━━━━━ Dataset records

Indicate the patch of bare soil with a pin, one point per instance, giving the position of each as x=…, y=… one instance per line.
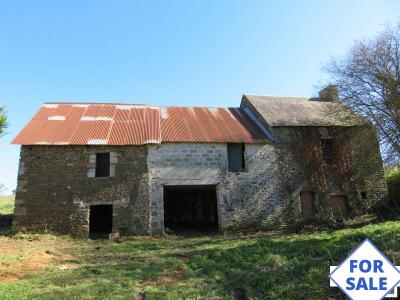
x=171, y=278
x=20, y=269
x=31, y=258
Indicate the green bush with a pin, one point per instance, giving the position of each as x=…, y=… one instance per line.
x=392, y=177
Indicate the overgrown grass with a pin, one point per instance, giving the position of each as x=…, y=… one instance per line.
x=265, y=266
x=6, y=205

━━━━━━━━━━
━━━━━ Dataset records

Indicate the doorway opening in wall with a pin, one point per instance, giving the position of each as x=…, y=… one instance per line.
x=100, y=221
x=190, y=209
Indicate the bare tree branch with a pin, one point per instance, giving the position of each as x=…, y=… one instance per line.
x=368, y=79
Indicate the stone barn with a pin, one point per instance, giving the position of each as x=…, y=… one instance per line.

━━━━━━━━━━
━━━━━ Dataset records

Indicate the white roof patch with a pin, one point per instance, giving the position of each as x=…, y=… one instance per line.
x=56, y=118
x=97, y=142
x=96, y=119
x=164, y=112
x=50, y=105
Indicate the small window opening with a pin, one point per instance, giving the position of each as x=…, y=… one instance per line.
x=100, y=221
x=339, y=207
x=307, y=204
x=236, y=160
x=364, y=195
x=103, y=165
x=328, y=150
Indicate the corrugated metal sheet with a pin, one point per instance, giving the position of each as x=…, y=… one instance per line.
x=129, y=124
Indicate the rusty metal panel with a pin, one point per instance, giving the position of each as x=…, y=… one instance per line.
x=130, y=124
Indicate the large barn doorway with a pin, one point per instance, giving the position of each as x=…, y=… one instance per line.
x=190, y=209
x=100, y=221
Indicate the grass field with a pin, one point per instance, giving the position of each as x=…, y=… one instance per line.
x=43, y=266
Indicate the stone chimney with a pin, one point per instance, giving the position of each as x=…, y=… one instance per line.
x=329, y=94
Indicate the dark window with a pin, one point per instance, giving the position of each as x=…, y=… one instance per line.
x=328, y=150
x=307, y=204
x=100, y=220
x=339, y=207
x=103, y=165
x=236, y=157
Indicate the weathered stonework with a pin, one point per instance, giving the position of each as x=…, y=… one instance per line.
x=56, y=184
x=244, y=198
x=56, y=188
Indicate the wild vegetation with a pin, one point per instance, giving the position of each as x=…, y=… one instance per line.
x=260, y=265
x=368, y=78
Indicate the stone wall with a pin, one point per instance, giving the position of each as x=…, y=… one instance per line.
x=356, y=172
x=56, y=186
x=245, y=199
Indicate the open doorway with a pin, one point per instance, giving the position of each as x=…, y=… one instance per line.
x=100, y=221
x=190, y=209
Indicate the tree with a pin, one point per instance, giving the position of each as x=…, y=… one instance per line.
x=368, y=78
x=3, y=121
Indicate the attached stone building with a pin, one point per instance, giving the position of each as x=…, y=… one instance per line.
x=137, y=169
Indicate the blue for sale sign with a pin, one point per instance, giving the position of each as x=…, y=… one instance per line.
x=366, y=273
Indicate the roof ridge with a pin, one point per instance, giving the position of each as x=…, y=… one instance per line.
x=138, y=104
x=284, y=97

━━━━━━━━━━

- Directions for this task
List each line of the items above that contains the word "wall".

- Answer to this task
Indicate the doorway opening in wall with a pin, one point per instance, giving the position of each as x=…, y=… one instance per line.
Indicate the stone wall with a pin, one point per instance, giving the position of each as x=…, y=… one instance per line.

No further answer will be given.